Could you echo the records word for word, starting at the line containing "Note to the class: find the oval" and ending at the line containing "pixel 550 83", with both of those lines included and the pictures left out?

Available data:
+===+
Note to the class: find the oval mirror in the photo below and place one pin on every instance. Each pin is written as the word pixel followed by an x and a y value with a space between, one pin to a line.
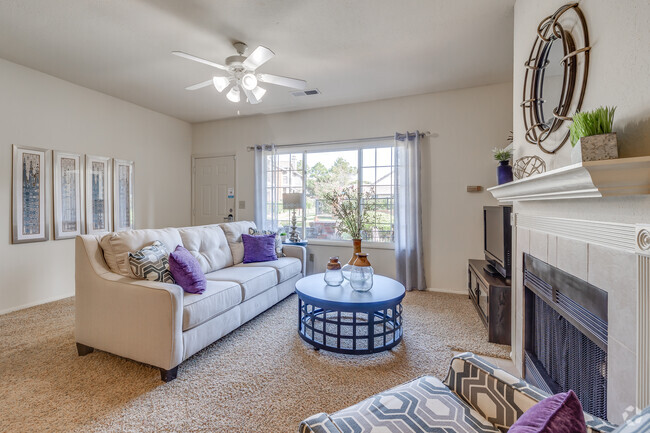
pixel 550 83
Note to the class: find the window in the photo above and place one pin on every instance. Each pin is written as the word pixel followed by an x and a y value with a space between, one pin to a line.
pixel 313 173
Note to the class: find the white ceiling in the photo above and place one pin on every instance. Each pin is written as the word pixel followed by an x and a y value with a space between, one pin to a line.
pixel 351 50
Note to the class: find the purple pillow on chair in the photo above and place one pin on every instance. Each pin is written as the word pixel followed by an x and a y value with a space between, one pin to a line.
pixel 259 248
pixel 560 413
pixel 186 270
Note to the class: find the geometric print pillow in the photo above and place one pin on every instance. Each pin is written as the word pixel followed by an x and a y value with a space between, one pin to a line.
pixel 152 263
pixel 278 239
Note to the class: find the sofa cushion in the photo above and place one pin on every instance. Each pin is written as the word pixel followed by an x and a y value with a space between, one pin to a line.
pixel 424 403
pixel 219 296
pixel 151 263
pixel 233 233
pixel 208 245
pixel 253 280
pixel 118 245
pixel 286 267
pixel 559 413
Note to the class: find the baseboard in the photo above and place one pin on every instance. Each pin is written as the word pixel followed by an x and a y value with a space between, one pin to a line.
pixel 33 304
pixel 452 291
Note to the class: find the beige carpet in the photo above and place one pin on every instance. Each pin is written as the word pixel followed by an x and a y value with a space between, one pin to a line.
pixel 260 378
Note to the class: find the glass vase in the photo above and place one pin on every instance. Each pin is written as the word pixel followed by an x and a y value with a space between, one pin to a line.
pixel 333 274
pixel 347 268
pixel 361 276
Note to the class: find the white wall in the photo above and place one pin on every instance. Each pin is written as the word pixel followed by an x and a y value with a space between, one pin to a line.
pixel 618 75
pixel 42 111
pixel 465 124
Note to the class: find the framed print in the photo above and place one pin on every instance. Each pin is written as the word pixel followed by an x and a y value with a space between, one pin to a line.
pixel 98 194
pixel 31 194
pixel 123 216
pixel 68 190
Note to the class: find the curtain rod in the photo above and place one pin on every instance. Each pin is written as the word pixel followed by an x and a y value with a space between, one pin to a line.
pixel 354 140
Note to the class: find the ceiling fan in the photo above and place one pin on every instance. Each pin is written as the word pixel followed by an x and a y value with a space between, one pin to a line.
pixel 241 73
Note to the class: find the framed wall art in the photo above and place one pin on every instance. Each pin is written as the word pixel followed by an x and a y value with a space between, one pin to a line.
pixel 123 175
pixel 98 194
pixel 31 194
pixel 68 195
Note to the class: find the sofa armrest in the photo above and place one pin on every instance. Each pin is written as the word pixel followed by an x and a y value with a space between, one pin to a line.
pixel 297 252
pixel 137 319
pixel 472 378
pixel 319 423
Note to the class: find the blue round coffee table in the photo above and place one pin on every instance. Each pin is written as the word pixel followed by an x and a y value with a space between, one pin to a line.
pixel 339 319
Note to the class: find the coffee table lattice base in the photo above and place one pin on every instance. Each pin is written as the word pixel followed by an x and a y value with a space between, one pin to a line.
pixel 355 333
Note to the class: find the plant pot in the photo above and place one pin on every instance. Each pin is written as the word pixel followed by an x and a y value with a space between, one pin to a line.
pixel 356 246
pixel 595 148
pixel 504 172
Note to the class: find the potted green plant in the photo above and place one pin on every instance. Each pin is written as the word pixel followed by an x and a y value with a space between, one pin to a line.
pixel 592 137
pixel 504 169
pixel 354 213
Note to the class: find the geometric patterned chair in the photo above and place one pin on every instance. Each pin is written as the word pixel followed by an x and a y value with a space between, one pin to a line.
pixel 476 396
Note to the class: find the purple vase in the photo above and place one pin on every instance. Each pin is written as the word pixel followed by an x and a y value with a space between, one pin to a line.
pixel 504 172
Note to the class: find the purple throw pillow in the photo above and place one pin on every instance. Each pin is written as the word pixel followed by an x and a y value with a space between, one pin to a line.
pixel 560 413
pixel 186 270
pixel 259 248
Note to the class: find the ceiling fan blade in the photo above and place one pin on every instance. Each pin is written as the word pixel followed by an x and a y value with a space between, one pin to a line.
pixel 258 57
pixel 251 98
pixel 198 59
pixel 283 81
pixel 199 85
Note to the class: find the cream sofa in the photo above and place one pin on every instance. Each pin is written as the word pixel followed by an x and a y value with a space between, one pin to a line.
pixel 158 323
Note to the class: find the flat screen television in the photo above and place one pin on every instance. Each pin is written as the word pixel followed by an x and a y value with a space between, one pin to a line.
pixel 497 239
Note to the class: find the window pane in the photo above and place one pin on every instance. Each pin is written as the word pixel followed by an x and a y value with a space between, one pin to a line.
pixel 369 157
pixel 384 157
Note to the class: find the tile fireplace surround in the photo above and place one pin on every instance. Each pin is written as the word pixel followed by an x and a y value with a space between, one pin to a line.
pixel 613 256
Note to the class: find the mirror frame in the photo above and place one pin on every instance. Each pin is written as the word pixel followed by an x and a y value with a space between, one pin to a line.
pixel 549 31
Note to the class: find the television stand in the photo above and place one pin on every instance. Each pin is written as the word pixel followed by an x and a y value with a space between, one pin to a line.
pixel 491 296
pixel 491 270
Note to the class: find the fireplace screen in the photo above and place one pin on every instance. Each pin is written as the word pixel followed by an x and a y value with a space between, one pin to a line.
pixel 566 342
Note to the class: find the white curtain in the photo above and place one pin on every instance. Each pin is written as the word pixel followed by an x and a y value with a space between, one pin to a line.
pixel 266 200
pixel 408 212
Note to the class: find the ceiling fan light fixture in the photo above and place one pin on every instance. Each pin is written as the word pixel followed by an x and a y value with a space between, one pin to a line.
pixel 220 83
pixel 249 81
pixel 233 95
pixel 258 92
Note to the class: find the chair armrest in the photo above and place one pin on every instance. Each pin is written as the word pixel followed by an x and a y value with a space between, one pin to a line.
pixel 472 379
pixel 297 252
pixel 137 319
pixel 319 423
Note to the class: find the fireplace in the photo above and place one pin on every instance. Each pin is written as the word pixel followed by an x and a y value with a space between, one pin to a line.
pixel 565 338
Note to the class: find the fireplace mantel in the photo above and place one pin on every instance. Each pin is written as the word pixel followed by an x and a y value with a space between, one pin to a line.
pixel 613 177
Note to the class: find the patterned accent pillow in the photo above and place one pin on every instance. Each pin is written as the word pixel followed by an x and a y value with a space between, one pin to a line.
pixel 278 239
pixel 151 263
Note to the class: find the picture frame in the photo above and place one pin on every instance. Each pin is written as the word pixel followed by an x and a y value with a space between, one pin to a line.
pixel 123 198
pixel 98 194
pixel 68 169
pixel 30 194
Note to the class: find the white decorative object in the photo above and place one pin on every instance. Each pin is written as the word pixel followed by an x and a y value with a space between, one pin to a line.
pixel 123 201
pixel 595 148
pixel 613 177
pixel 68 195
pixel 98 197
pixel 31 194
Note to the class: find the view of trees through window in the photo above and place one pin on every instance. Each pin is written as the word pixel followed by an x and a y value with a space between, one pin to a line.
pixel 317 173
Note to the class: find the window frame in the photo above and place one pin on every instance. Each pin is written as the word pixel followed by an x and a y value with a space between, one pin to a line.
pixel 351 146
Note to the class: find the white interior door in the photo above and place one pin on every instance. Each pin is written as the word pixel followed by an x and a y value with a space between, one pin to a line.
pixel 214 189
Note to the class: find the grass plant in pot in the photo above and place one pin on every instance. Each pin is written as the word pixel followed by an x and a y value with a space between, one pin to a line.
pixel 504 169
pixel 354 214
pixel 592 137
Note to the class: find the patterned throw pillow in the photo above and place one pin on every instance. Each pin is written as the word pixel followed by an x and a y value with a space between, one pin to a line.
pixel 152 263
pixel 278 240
+===+
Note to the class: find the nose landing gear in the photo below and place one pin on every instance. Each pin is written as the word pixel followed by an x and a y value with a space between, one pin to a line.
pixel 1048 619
+===+
The answer:
Note to the class: find the oval mirror in the photo below and place one pin on every instance. Each pin is written as the word pixel followed by an x and a y value with a space between, one pin to a line.
pixel 550 83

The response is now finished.